YOUR INSTRUCTIONS
Can you recast the records as a Markdown table with columns Row and Line? Start at the line containing "Spot the bridge" and go through the line containing "[[[3,51],[67,85],[211,97],[211,0],[0,0]]]", both included, with one numbered row per line, skipping blank lines and leaving the pictures out.

RAW RECORDS
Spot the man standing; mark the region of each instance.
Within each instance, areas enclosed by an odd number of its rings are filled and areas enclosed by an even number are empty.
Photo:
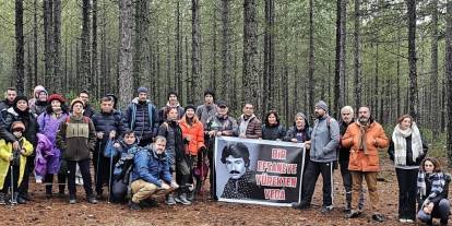
[[[87,91],[81,91],[79,93],[79,98],[82,99],[85,108],[83,109],[83,116],[92,118],[94,112],[93,107],[90,105],[90,94]]]
[[[177,109],[177,115],[178,115],[177,119],[178,120],[182,118],[182,116],[186,111],[183,110],[183,107],[180,106],[179,100],[178,100],[177,97],[178,96],[177,96],[176,92],[170,91],[168,93],[168,103],[166,103],[166,106],[160,108],[160,110],[158,111],[158,120],[159,120],[160,124],[166,121],[165,110],[168,107]]]
[[[262,138],[262,122],[254,116],[254,107],[252,104],[243,105],[243,115],[238,120],[239,136],[247,139]]]
[[[198,106],[197,116],[201,120],[202,126],[207,128],[207,119],[216,114],[216,105],[214,104],[215,94],[213,91],[206,90],[204,92],[204,104]]]
[[[14,87],[7,88],[4,100],[0,102],[0,111],[7,110],[14,106],[14,99],[17,96],[17,91]]]
[[[352,173],[352,211],[347,218],[358,217],[359,193],[362,189],[362,178],[366,179],[369,189],[372,218],[383,222],[383,215],[379,213],[379,197],[377,191],[377,174],[379,171],[378,150],[388,147],[389,141],[380,123],[373,121],[369,107],[360,107],[358,120],[348,126],[342,138],[342,145],[350,147],[348,170]]]
[[[166,139],[157,135],[151,150],[142,148],[133,158],[131,210],[141,210],[140,202],[153,195],[166,194],[179,186],[169,173]]]
[[[158,128],[158,116],[155,106],[147,99],[147,88],[139,87],[138,97],[126,109],[124,126],[135,132],[139,146],[152,143]]]
[[[264,198],[263,189],[255,185],[255,174],[249,169],[250,152],[242,143],[227,145],[223,148],[222,163],[229,171],[222,198],[257,199]]]
[[[311,133],[311,150],[308,167],[302,179],[302,194],[299,209],[309,209],[316,181],[322,174],[323,205],[321,213],[333,210],[333,163],[337,158],[340,128],[335,119],[328,115],[328,105],[320,100],[316,104],[316,123]]]
[[[95,169],[96,199],[103,199],[103,186],[108,185],[110,158],[104,156],[104,150],[109,139],[120,138],[123,132],[121,115],[114,109],[114,100],[105,96],[100,99],[100,112],[94,114],[93,123],[96,128],[96,147],[93,153]]]
[[[347,130],[348,126],[353,123],[354,120],[354,110],[350,106],[345,106],[341,109],[341,122],[340,122],[340,131],[341,136],[344,135],[345,131]],[[338,164],[341,168],[341,176],[342,176],[342,182],[344,185],[345,189],[345,212],[349,213],[352,211],[352,174],[348,170],[348,159],[350,156],[350,148],[344,147],[340,145],[338,148]],[[361,192],[359,197],[359,209],[362,209],[364,206],[364,193]]]

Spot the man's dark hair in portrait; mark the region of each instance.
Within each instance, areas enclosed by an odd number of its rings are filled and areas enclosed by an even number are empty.
[[[222,163],[226,165],[229,180],[224,187],[225,199],[263,199],[263,189],[255,185],[254,173],[250,167],[250,152],[242,143],[226,145],[222,152]]]

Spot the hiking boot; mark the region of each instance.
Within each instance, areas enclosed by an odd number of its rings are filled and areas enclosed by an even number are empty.
[[[304,201],[301,201],[300,203],[293,202],[292,207],[293,209],[298,209],[298,210],[307,210],[307,209],[311,207],[311,203],[307,203],[307,202],[304,202]]]
[[[361,212],[352,210],[349,213],[345,214],[345,218],[356,218],[361,215]]]
[[[7,194],[3,192],[0,192],[0,205],[7,204]]]
[[[141,210],[140,203],[135,203],[135,202],[132,202],[132,201],[130,201],[129,207],[132,211],[140,211]]]
[[[180,200],[180,203],[182,203],[183,205],[190,205],[191,204],[191,202],[189,200],[187,200],[187,193],[181,193],[179,195],[179,200]]]
[[[75,200],[75,194],[69,194],[69,204],[75,204],[76,200]]]
[[[97,200],[93,195],[87,197],[86,201],[91,204],[97,204]]]
[[[380,222],[380,223],[384,222],[384,217],[381,214],[373,214],[372,219],[376,221],[376,222]]]
[[[14,197],[14,200],[15,200],[16,203],[19,203],[19,204],[25,204],[26,203],[26,200],[22,195],[20,195],[17,192],[14,192],[13,197]]]
[[[175,195],[173,193],[167,194],[165,202],[167,205],[176,205]]]
[[[331,211],[333,211],[333,205],[323,205],[323,206],[322,206],[322,210],[320,210],[320,213],[322,213],[322,214],[328,214],[328,213],[330,213]]]

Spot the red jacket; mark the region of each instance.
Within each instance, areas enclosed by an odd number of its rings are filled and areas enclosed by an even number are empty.
[[[342,138],[342,146],[350,147],[348,170],[379,171],[380,158],[378,150],[385,148],[389,144],[384,130],[378,122],[372,122],[366,130],[367,155],[362,150],[359,150],[360,133],[358,122],[354,122],[348,126],[347,131]]]
[[[202,122],[194,116],[190,126],[183,116],[179,121],[179,126],[182,129],[183,139],[190,139],[189,144],[186,145],[186,154],[198,155],[199,150],[204,146],[204,127]]]

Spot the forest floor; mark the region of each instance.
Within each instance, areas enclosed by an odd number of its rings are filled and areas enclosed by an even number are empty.
[[[378,183],[381,213],[386,219],[381,224],[371,219],[368,194],[365,214],[360,218],[344,218],[344,189],[338,170],[334,173],[336,207],[328,215],[320,213],[322,189],[319,178],[313,206],[304,211],[213,202],[207,200],[207,195],[189,206],[167,206],[162,201],[158,207],[130,211],[127,205],[106,201],[88,204],[82,199],[82,187],[78,187],[78,203],[69,205],[67,199],[47,200],[44,186],[33,182],[33,201],[25,205],[0,206],[0,216],[2,225],[403,225],[397,222],[397,181],[390,160],[382,160],[380,177],[384,178]]]

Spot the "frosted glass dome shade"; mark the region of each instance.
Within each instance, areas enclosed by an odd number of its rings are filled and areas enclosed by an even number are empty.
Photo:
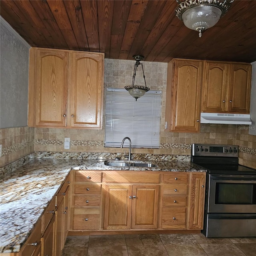
[[[186,27],[197,31],[202,32],[213,26],[218,22],[222,12],[219,8],[201,5],[190,8],[182,14]]]

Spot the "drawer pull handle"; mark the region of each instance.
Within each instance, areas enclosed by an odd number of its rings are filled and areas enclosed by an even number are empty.
[[[54,210],[52,210],[52,211],[49,211],[49,212],[46,212],[47,213],[52,213],[53,214],[54,214]]]
[[[32,244],[28,244],[28,245],[32,245],[34,246],[37,246],[38,244],[36,242],[35,243],[32,243]]]

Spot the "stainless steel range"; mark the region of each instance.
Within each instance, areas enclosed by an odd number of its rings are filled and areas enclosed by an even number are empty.
[[[191,161],[207,169],[203,233],[256,236],[256,170],[238,164],[238,146],[193,144]]]

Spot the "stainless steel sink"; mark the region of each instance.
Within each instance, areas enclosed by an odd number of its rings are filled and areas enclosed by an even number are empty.
[[[105,162],[105,165],[109,166],[116,166],[119,167],[156,167],[155,164],[151,163],[126,163],[123,162]]]

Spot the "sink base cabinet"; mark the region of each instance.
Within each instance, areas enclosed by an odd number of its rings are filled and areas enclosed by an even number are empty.
[[[199,231],[205,174],[74,170],[69,234]]]

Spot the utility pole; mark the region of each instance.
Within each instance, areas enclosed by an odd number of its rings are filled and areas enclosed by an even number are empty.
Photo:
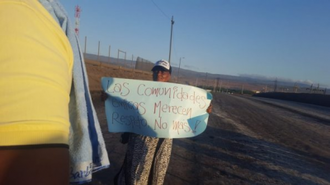
[[[171,64],[171,51],[172,51],[172,33],[173,33],[173,24],[174,24],[174,20],[173,20],[173,16],[172,16],[172,20],[171,20],[171,37],[170,37],[170,52],[169,52],[169,56],[168,56],[168,62]]]
[[[180,78],[180,67],[181,67],[181,58],[184,59],[184,57],[180,57],[180,62],[179,62],[179,69],[178,69],[178,77],[176,78],[176,82],[179,81],[179,78]]]
[[[274,85],[274,92],[276,92],[276,91],[277,91],[277,78],[275,80],[275,85]]]

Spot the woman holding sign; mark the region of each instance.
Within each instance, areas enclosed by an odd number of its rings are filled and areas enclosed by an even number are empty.
[[[159,60],[152,68],[153,80],[168,82],[172,68]],[[207,112],[211,112],[211,105]],[[124,134],[125,135],[125,134]],[[127,135],[127,133],[126,133]],[[130,133],[124,163],[115,177],[115,184],[163,184],[171,157],[171,138],[155,138]]]

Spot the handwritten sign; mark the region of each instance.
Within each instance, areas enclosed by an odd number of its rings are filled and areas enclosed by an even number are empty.
[[[109,132],[133,132],[159,138],[201,134],[212,94],[189,85],[102,78]]]

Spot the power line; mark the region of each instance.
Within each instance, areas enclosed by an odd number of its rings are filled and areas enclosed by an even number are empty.
[[[169,16],[167,16],[167,15],[164,13],[164,11],[163,11],[162,9],[160,9],[159,6],[157,6],[157,4],[156,4],[153,0],[151,0],[151,2],[157,7],[157,9],[158,9],[160,12],[163,13],[163,15],[164,15],[168,20],[171,20],[171,18],[170,18]]]

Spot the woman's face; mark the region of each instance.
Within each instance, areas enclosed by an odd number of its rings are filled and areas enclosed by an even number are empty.
[[[171,73],[164,70],[154,70],[152,71],[152,78],[154,81],[158,82],[168,82],[171,78]]]

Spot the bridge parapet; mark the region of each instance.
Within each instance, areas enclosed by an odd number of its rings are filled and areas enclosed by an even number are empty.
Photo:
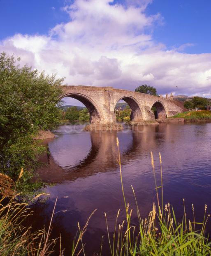
[[[62,90],[61,98],[70,97],[76,99],[88,108],[91,124],[116,123],[114,109],[121,100],[127,102],[131,108],[132,121],[154,120],[153,106],[156,108],[157,117],[160,118],[183,111],[182,107],[170,99],[112,87],[64,85]]]

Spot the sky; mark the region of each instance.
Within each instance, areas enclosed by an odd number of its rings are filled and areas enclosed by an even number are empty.
[[[3,51],[67,85],[211,97],[211,0],[0,0]]]

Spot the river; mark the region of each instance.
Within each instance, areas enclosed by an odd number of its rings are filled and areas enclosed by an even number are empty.
[[[94,209],[97,209],[83,240],[88,255],[99,252],[102,236],[104,255],[108,255],[104,212],[111,232],[119,209],[119,221],[125,218],[116,137],[126,201],[134,209],[133,223],[137,223],[137,218],[131,185],[142,217],[148,215],[156,202],[151,151],[158,185],[160,185],[159,152],[162,156],[165,203],[172,204],[180,217],[185,199],[189,218],[192,218],[193,203],[198,221],[203,218],[205,204],[211,212],[211,123],[161,124],[132,129],[124,126],[118,132],[84,132],[83,127],[80,124],[63,126],[53,131],[56,137],[47,141],[49,154],[42,159],[46,164],[38,172],[42,180],[54,185],[45,188],[51,195],[46,202],[33,206],[33,227],[47,227],[58,197],[51,236],[61,234],[65,255],[70,255],[77,223],[84,225]]]

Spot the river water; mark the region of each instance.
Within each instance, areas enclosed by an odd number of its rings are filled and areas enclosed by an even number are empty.
[[[49,154],[39,170],[50,194],[44,204],[33,206],[37,228],[49,224],[53,205],[58,201],[53,222],[52,237],[62,237],[65,255],[70,255],[77,223],[84,225],[95,209],[84,237],[88,255],[99,253],[102,236],[103,251],[108,255],[104,212],[109,231],[121,209],[120,222],[125,218],[120,171],[117,162],[116,137],[119,140],[125,193],[134,211],[132,222],[137,221],[132,185],[142,217],[156,201],[151,165],[153,153],[158,185],[160,185],[159,152],[162,157],[164,201],[170,202],[179,217],[183,213],[185,199],[187,215],[192,220],[192,204],[197,220],[203,218],[204,204],[211,212],[211,124],[167,124],[124,127],[121,131],[83,131],[85,125],[63,126],[53,131],[56,137],[47,141]],[[211,227],[208,223],[208,228]],[[55,252],[55,255],[58,252]]]

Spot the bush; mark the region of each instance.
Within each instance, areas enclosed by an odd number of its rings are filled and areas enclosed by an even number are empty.
[[[87,108],[83,109],[79,111],[79,121],[81,122],[88,122],[90,119],[89,113]]]
[[[188,109],[194,108],[194,104],[191,100],[188,100],[184,103],[184,107]]]
[[[63,79],[26,65],[21,68],[16,64],[19,60],[0,54],[0,167],[16,180],[21,168],[26,166],[26,180],[42,150],[32,135],[59,124],[57,106]]]

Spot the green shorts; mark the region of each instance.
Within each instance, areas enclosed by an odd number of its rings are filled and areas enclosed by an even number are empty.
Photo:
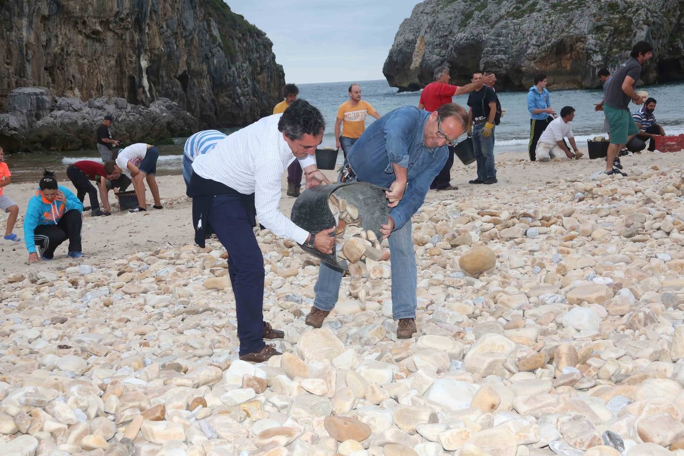
[[[639,133],[634,118],[628,109],[616,109],[604,105],[603,113],[610,126],[611,144],[626,144],[628,136]]]

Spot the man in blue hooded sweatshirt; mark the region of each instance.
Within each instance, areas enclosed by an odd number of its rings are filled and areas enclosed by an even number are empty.
[[[24,239],[29,263],[51,260],[55,250],[69,240],[67,254],[81,258],[81,213],[83,204],[68,188],[58,185],[55,174],[46,170],[36,195],[29,200],[24,217]],[[36,252],[38,244],[38,252]],[[40,254],[40,256],[39,256]]]
[[[547,75],[538,73],[534,76],[534,85],[527,92],[527,111],[529,116],[529,159],[537,159],[535,150],[537,142],[547,126],[553,120],[555,111],[551,108],[551,98],[547,90]]]

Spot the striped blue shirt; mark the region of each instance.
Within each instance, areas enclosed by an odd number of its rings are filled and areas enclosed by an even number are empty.
[[[228,135],[218,130],[198,131],[185,140],[183,153],[191,162],[194,161],[195,159],[213,149],[218,142],[226,139],[227,136]]]
[[[634,113],[632,114],[632,118],[634,119],[634,122],[641,124],[642,131],[651,125],[658,123],[658,121],[655,120],[655,116],[647,113],[643,107],[634,111]]]

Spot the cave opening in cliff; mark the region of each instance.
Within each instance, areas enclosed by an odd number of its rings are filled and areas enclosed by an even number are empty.
[[[187,75],[187,70],[183,70],[182,73],[176,77],[176,79],[181,83],[181,88],[183,88],[183,92],[187,95],[187,83],[190,81],[190,77]]]
[[[684,79],[684,66],[681,59],[663,59],[658,61],[658,82]]]
[[[133,105],[140,105],[137,100],[137,78],[133,75],[129,76],[128,102]]]

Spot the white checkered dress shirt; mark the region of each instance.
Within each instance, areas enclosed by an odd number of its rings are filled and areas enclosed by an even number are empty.
[[[296,158],[278,131],[281,116],[265,117],[229,135],[211,150],[196,158],[192,169],[201,177],[220,182],[244,195],[254,193],[259,223],[276,236],[302,244],[308,232],[278,209],[282,173]],[[316,163],[311,156],[299,162],[302,169]]]

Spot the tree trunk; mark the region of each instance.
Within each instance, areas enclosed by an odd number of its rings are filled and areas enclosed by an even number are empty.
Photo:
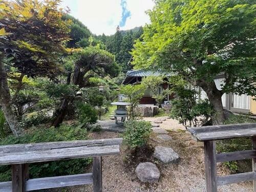
[[[212,117],[214,124],[221,124],[224,123],[225,116],[221,96],[222,92],[219,90],[214,81],[210,82],[204,83],[201,84],[202,88],[206,93],[209,101],[212,105],[216,114]]]
[[[12,132],[16,137],[21,135],[22,129],[18,124],[17,117],[11,108],[11,95],[7,81],[7,75],[2,62],[3,56],[0,55],[0,104],[6,121]]]
[[[223,106],[221,100],[222,95],[208,94],[208,98],[210,103],[212,105],[216,114],[212,117],[214,124],[221,124],[224,123],[225,116],[224,114]]]
[[[69,109],[69,99],[64,99],[62,100],[60,106],[54,112],[55,117],[52,123],[52,126],[58,126],[63,122]]]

OUTPUT FOR THIS EXERCISE
| Row | Line |
|---|---|
| 1 | Spot the bridge parapet; mark the region of each instance. |
| 2 | Within each instance, areas enclosed by an odd number of its rings are filled and areas enclosed by an even number are empty. |
| 3 | Photo: |
| 4 | [[[62,90],[61,98],[70,97],[76,99],[88,108],[91,124],[116,123],[114,109],[121,100],[127,102],[131,108],[132,121],[154,120],[153,106],[156,108],[157,117],[160,118],[183,111],[182,107],[170,99],[112,87],[64,85]]] |
| 5 | Spot the sky; mark the region of each instance. |
| 6 | Within each instance, areas enclosed by an odd number of its rings are filled and areas enclosed by an even number are empty. |
| 7 | [[[3,51],[67,85],[211,97],[211,0],[0,0]]] |